---- Source

Using the new AI on the Certainly Platform

The Certainly Platform offers a new AI service that will allow your bots to recognize user intent in a more natural way. This updated version uses AI to predict languages, sentiments, entities (both default and custom), and intents directly within the Module actions, without needing to employ dedicated Webhooks.

Each time a user reply is received, all this metadata is extracted seamlessly under an object called nlu. You can then access the NLU object and use the information collected to obtain user information or direct the conversation flow in specific ways.

We'll go more in-depth as to how we can use the new AI version in real bot conversations. Please note that you can use both AI versions at once in a single bot. Activating the new version will not render the traditional AI useless. Below, we'll cover:

Activating the new AI

By default, this version of the AI is not active on newly-created bots. However, you can send a request to our Customer Success team for this feature to be enabled in your bot for free. Please contact us at to request access.

Once activated, both AI versions will work in tandem. The AI Manager, accessed via the right sidebar menu of your bot canvas, will remain unchanged, and all your previously built Domains and Intents will still be saved and fully functioning.

--------
---- Recorded data

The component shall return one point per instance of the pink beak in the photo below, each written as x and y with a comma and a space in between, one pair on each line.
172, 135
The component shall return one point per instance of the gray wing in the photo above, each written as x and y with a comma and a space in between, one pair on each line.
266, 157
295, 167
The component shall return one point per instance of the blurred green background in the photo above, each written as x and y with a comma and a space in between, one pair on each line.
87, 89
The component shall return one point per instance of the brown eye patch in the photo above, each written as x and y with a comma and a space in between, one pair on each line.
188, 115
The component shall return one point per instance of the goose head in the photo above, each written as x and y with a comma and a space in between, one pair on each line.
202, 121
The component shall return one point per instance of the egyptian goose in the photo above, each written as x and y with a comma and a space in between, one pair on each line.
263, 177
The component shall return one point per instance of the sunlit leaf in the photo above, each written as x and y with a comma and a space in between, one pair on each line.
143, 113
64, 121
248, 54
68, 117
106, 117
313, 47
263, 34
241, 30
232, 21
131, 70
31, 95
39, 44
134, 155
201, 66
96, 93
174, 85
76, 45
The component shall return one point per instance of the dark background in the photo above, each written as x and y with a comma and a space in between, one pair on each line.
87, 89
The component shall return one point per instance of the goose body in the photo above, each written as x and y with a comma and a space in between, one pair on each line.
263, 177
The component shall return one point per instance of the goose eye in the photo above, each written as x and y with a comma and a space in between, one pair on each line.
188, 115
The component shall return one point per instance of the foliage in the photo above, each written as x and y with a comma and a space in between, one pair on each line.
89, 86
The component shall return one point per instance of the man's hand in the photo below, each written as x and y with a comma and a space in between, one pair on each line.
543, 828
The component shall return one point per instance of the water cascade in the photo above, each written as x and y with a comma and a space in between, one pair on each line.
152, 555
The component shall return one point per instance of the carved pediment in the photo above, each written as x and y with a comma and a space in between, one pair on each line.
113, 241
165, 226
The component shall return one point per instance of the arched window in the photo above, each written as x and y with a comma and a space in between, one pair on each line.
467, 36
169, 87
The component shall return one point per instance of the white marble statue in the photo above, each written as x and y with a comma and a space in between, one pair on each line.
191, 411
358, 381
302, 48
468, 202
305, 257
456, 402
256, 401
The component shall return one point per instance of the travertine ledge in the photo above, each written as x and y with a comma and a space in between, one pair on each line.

--------

Write out the part of the Certainly Platform guide starting with "Activating the new AI" and going on through "to request access.", renaming "Customer Success team" to "support team".

Activating the new AI

By default, this version of the AI is not active on newly-created bots. However, you can send a request to our support team for this feature to be enabled in your bot for free. Please contact us at to request access.